* [What is expected]:
Count the lines of the records that contain the string "fingernail", treating uppercase and lowercase as different, and give only the number.

* [Stored data]:
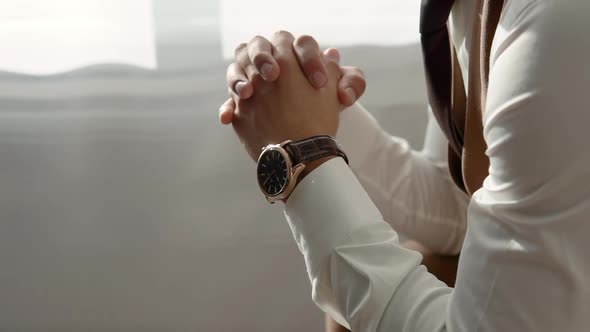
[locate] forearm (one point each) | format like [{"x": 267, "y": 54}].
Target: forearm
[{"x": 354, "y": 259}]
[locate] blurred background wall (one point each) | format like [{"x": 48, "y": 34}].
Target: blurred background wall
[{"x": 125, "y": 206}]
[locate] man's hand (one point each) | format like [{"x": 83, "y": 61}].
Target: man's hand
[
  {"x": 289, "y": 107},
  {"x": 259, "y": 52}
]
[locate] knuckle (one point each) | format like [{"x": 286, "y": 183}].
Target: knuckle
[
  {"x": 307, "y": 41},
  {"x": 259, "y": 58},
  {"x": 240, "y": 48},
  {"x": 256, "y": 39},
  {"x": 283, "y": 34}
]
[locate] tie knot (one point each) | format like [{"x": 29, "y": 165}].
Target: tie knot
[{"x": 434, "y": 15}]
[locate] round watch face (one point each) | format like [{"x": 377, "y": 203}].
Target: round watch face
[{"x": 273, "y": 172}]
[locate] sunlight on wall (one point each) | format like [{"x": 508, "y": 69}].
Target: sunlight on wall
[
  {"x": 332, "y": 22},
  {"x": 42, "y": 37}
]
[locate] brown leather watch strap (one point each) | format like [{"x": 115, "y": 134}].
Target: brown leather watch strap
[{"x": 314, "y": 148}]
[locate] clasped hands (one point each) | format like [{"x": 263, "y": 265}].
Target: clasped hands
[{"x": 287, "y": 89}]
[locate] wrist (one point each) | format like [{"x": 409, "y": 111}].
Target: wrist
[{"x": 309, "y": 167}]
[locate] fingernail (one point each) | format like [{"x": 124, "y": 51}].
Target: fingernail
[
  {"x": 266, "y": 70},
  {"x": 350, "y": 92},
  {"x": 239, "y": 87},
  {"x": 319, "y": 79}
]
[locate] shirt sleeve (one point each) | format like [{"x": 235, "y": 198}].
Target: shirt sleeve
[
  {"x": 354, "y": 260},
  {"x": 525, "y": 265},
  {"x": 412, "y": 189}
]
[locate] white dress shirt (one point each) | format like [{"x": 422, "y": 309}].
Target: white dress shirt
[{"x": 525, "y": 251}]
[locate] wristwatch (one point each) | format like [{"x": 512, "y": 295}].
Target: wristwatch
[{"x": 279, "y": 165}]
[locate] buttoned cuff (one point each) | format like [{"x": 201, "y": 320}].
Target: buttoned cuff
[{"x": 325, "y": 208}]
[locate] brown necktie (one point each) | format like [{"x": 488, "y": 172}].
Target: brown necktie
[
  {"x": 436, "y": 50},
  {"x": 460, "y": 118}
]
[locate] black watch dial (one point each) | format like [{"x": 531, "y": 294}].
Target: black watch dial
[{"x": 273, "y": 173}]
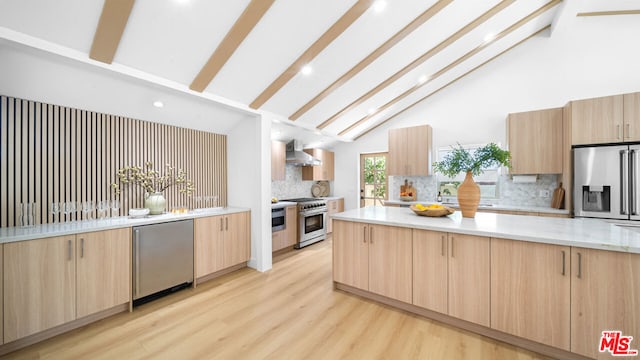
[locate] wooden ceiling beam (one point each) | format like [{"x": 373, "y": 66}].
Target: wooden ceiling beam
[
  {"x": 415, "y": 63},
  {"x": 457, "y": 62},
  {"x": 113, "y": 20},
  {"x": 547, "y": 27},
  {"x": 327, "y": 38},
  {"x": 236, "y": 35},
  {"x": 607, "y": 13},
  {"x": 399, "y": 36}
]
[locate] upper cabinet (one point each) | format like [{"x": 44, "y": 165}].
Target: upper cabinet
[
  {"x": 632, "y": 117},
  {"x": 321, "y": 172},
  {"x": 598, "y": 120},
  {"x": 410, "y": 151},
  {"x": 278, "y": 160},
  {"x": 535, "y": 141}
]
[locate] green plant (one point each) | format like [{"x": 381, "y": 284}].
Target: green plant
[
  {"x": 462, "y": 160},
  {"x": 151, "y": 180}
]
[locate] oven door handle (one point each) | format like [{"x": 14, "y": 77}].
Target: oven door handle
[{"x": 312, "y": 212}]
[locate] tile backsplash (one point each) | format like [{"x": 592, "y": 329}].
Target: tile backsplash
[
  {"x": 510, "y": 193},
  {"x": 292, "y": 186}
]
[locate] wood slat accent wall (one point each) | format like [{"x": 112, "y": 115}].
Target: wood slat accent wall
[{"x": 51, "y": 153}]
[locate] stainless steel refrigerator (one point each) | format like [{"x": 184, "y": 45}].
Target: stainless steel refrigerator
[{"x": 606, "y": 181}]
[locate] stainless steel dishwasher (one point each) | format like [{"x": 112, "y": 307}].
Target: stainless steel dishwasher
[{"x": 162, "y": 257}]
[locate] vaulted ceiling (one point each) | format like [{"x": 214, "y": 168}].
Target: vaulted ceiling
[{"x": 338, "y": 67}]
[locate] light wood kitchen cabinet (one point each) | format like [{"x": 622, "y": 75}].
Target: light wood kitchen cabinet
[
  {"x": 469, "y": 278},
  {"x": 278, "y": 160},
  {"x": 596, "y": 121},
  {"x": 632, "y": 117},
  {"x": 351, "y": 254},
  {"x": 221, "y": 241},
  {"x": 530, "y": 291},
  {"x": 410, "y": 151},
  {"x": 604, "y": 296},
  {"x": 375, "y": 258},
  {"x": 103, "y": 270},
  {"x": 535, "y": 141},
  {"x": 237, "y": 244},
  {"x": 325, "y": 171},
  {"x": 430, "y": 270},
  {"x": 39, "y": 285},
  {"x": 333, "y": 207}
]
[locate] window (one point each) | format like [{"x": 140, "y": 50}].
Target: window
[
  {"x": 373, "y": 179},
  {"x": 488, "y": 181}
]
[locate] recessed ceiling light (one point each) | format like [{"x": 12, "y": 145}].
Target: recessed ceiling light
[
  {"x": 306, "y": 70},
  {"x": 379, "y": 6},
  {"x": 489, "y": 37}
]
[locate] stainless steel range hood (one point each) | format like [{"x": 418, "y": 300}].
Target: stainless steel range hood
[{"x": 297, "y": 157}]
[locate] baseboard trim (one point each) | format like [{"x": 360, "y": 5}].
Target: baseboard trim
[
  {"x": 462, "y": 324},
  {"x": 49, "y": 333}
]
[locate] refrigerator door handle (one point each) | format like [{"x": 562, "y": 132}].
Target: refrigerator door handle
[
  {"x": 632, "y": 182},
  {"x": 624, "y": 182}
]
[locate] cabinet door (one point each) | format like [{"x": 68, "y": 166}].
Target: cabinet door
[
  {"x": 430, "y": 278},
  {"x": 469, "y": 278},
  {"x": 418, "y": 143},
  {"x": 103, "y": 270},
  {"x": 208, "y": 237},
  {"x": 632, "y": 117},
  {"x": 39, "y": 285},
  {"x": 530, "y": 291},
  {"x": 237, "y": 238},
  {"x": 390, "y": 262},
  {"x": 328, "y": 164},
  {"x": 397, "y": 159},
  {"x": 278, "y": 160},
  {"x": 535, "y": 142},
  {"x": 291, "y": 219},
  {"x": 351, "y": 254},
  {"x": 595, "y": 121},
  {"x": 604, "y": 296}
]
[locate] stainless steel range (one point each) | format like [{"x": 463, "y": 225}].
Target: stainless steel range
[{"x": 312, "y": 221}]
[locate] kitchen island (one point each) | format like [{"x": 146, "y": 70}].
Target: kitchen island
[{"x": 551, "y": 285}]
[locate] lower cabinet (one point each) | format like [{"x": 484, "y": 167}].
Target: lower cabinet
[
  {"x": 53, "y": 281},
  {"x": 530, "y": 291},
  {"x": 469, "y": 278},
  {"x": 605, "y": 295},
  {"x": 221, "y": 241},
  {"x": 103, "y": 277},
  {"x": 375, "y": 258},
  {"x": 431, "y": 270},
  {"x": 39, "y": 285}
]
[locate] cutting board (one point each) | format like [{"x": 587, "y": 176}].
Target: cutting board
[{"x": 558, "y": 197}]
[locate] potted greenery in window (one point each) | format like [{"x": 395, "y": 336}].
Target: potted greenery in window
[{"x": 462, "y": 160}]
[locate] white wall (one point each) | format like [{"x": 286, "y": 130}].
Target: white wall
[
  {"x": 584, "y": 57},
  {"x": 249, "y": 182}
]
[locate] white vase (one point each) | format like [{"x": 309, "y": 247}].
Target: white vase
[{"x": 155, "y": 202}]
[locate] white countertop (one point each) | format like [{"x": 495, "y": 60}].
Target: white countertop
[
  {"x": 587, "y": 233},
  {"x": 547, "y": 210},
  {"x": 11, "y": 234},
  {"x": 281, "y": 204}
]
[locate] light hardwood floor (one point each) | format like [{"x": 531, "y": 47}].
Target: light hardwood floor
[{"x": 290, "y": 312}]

==

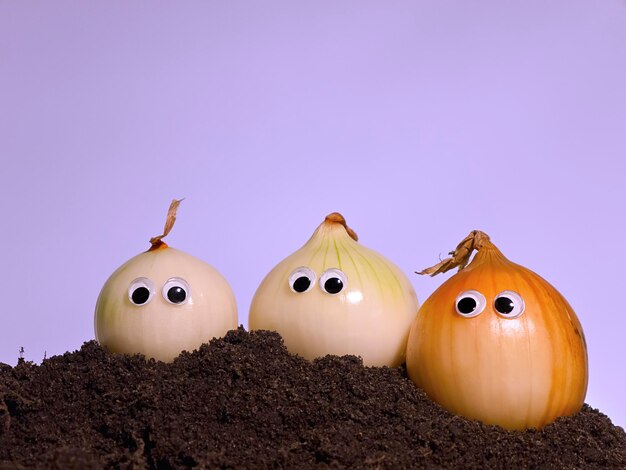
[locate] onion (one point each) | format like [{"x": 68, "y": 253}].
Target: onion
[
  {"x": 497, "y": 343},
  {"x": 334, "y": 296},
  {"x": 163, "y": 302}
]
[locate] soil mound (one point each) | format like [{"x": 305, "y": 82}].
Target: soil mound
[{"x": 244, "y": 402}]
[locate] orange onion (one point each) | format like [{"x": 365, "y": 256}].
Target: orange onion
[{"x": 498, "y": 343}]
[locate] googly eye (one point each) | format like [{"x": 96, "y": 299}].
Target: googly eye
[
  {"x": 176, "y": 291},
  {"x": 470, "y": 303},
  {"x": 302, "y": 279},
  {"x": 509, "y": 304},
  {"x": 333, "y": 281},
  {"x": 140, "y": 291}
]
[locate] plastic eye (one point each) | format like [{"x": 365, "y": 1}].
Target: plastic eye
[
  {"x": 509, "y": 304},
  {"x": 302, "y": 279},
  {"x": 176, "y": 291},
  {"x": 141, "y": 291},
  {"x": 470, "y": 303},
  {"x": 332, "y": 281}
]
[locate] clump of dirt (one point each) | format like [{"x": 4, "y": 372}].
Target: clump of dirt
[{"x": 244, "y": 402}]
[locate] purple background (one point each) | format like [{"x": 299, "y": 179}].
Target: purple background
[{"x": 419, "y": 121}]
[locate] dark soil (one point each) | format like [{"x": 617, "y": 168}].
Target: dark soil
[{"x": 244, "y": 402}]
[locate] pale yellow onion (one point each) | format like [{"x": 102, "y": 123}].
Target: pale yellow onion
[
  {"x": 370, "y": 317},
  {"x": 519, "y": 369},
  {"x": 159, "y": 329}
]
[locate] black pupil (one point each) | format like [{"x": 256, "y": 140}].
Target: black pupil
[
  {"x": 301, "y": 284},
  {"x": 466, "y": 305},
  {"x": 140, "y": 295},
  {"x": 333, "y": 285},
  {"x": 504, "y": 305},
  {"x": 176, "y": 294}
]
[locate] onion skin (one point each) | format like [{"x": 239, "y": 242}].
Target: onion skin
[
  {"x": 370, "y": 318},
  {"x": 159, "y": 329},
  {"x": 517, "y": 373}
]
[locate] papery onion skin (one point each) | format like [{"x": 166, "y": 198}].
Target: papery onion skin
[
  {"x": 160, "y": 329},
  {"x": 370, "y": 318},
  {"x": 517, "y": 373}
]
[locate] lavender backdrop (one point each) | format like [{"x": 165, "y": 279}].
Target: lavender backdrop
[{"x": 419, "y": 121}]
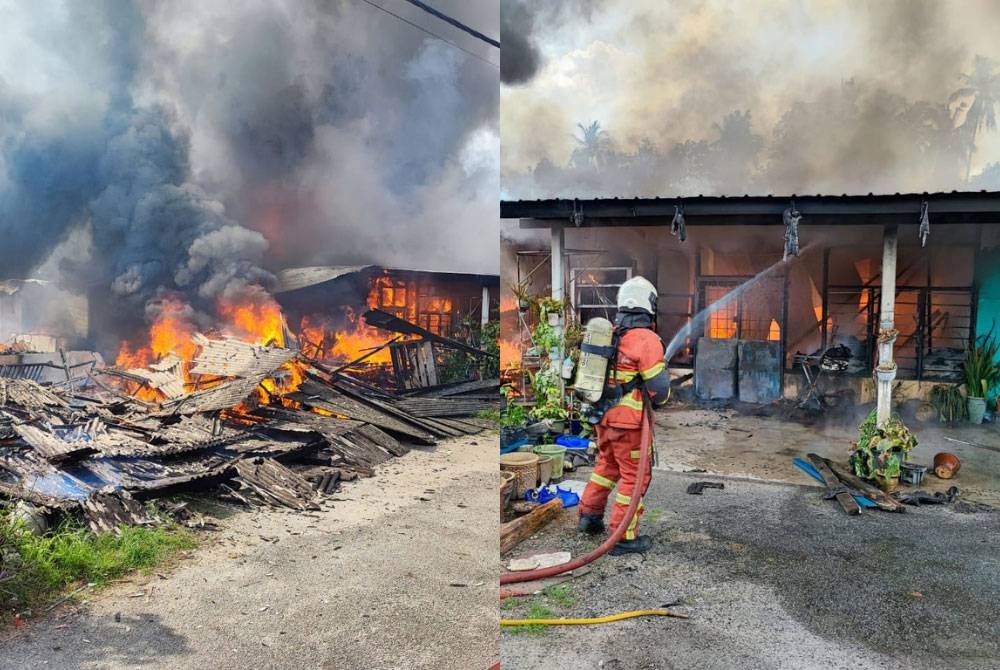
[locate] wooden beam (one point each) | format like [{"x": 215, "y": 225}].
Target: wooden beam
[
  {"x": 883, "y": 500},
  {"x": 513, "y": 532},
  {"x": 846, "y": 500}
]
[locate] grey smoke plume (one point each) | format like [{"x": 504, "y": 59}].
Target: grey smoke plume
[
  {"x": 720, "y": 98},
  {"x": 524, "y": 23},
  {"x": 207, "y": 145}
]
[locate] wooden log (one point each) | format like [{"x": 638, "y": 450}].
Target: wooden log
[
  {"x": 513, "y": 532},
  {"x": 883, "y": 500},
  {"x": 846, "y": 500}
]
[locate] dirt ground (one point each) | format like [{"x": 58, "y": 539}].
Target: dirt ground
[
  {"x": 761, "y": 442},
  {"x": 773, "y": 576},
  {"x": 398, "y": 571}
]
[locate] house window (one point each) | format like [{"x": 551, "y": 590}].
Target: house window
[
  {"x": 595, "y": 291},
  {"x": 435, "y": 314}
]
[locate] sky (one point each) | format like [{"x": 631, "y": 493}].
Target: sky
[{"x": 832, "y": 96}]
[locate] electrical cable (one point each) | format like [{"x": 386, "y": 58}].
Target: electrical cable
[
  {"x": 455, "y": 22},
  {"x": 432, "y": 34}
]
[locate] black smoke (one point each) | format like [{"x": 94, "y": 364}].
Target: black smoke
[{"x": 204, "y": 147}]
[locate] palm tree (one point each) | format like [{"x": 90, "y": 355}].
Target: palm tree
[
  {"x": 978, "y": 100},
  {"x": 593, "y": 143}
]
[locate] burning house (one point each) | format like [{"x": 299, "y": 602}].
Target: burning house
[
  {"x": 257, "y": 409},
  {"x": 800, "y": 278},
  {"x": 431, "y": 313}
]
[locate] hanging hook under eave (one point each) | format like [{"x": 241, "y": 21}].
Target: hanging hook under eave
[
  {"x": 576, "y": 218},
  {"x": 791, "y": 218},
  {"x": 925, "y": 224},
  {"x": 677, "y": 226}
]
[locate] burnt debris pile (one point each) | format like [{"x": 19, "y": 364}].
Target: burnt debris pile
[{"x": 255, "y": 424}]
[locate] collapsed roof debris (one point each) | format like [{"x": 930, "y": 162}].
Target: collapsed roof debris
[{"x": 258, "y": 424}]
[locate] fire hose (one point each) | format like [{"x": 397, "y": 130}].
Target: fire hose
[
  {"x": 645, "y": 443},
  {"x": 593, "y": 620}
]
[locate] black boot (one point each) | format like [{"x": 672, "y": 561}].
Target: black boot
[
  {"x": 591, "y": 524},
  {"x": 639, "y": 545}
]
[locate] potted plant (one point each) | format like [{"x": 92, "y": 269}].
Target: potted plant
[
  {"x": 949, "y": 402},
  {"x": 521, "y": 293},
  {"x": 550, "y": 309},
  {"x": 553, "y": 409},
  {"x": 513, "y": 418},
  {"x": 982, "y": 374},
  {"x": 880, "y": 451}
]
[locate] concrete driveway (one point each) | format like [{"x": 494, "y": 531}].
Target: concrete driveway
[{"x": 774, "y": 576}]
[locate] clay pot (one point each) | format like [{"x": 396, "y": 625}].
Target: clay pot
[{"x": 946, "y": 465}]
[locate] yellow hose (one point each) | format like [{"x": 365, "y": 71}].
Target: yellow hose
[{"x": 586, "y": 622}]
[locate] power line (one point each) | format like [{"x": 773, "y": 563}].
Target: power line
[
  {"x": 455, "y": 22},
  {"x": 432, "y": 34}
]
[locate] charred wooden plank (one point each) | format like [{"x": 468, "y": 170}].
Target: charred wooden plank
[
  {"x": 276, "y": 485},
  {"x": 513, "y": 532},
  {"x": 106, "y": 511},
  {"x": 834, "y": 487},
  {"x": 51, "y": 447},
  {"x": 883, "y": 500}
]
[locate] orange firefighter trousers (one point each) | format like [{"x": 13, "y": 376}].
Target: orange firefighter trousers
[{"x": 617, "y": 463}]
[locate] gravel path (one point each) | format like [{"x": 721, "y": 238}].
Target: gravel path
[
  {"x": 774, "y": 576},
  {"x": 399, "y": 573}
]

---

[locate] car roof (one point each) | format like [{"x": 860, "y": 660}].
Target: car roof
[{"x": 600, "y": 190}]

* [Task result]:
2